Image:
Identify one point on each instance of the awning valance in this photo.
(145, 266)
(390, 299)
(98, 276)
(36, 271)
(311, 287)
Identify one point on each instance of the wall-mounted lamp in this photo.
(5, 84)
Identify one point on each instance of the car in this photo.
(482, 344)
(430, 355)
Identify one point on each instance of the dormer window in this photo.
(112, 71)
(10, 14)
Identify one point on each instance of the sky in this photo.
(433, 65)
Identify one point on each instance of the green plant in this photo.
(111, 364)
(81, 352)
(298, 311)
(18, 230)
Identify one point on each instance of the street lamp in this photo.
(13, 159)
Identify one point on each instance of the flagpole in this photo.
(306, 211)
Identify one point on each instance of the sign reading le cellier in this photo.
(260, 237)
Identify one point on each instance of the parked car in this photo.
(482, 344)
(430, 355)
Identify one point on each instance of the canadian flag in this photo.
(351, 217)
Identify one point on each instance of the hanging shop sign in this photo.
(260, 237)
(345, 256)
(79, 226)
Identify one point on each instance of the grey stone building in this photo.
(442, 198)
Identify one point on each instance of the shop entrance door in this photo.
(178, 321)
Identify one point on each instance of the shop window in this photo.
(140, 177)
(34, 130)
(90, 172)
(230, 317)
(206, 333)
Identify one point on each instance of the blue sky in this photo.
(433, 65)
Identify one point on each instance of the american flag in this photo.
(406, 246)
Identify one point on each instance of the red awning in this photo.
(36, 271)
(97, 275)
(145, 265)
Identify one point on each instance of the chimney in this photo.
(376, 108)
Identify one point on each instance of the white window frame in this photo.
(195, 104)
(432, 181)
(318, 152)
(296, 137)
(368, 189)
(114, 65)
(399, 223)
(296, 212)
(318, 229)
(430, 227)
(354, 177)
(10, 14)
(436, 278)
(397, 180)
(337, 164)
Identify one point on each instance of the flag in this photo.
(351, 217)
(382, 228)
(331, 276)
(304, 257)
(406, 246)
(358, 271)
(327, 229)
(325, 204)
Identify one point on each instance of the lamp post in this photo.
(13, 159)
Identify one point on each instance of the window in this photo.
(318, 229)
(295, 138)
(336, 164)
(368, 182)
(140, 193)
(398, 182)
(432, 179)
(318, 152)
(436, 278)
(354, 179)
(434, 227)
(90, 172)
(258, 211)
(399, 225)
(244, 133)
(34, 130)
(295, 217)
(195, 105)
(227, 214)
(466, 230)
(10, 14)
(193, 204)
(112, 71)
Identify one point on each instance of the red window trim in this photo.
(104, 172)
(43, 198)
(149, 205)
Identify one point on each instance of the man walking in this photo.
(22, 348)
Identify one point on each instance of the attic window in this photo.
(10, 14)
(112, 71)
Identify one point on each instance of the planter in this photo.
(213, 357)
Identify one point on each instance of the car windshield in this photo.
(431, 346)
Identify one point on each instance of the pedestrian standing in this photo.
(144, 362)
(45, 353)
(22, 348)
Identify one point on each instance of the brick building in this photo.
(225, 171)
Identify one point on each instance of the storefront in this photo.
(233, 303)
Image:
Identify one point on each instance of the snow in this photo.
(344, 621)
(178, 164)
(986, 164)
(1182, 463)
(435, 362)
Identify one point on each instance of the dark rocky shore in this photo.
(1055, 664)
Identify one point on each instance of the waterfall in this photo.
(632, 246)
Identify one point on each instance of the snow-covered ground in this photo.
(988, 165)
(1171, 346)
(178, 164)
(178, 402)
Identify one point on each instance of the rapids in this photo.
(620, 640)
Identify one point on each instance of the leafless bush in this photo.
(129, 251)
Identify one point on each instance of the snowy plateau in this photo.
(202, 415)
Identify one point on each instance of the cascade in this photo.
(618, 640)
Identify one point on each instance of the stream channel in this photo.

Instructions for the task
Print exactly the lines that run from the line containing "Identify one point on each instance of the attic" to the end of the data, both ends included.

Written solution
Identify one point on each instance of the attic window in this photo.
(10, 14)
(112, 71)
Identify one point on each instance of the planter in this photo.
(213, 357)
Identify one point on each instance of the car windshield in this photo.
(431, 346)
Identify one point on each instance of the pedestrian standing in this photo.
(144, 362)
(45, 353)
(22, 348)
Identify one point on each instance of the brick building in this photo.
(225, 171)
Identify one point on each instance of the storefront in this photo.
(233, 303)
Image:
Identify one point on each instance of the snow in this photo.
(344, 621)
(178, 164)
(986, 164)
(1182, 463)
(435, 362)
Identify one point on each instance of the dark rocky shore in this photo.
(1055, 664)
Identify one point on each instance of the waterfall in this photo.
(632, 246)
Identify one point on each instance of the snow-covered ground in this photo.
(988, 165)
(1171, 346)
(178, 164)
(178, 402)
Identify one point on each instance of the rapids in this photo.
(620, 640)
Identify one point on each instance of the leafless bush in this photo.
(129, 251)
Identify one point on each instance of the snowy plateau in this photo.
(202, 415)
Identify one point on each instance of the cascade in this photo.
(618, 640)
Identify one point on each instance of the stream channel in this photo.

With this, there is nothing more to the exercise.